- [Given entries]
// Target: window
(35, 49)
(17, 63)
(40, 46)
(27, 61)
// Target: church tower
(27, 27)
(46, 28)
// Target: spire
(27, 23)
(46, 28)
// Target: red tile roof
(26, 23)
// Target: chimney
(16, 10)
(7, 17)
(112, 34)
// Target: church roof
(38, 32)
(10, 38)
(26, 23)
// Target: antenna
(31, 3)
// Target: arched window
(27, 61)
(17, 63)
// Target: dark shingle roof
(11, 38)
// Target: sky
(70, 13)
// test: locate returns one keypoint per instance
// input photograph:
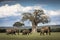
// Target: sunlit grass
(35, 36)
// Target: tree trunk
(34, 28)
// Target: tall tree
(38, 16)
(18, 24)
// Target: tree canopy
(18, 24)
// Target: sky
(11, 11)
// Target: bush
(2, 30)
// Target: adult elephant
(26, 32)
(12, 31)
(46, 30)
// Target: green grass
(35, 36)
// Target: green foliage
(36, 36)
(18, 24)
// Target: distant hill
(52, 26)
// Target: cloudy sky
(11, 10)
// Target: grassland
(35, 36)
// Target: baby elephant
(26, 32)
(10, 31)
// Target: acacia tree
(38, 16)
(18, 24)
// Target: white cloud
(13, 10)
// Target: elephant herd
(43, 30)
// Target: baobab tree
(38, 16)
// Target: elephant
(46, 30)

- [Problem details] Make an exact copy of the data above, pictures excluded.

- [Exercise answer]
// Target: window
(35, 49)
(17, 63)
(40, 46)
(27, 61)
// Target: church tower
(27, 27)
(46, 28)
// Target: spire
(27, 23)
(46, 28)
// Target: red tile roof
(26, 23)
// Target: chimney
(16, 10)
(7, 17)
(112, 34)
// Target: church roof
(38, 32)
(10, 38)
(26, 23)
// Target: antenna
(31, 3)
// Target: arched window
(27, 61)
(17, 63)
// Target: dark shingle roof
(11, 38)
// Target: sky
(70, 13)
// test: locate returns one keypoint per instance
// input photograph:
// Target: sunlit grass
(35, 36)
// Target: tree trunk
(34, 28)
// Target: tall tree
(38, 16)
(18, 24)
// Target: tree canopy
(18, 24)
// Target: sky
(11, 11)
// Target: bush
(2, 30)
// Target: adult elephant
(26, 32)
(12, 31)
(46, 30)
// Target: green grass
(35, 36)
// Target: green foliage
(36, 36)
(18, 24)
// Target: distant hill
(52, 26)
// Target: cloudy sky
(11, 10)
// Target: grassland
(35, 36)
// Target: baby elephant
(26, 32)
(10, 31)
// Target: acacia tree
(38, 16)
(18, 24)
// Target: white cloud
(13, 10)
// Target: elephant herd
(43, 30)
// Target: baobab tree
(38, 16)
// Target: elephant
(46, 30)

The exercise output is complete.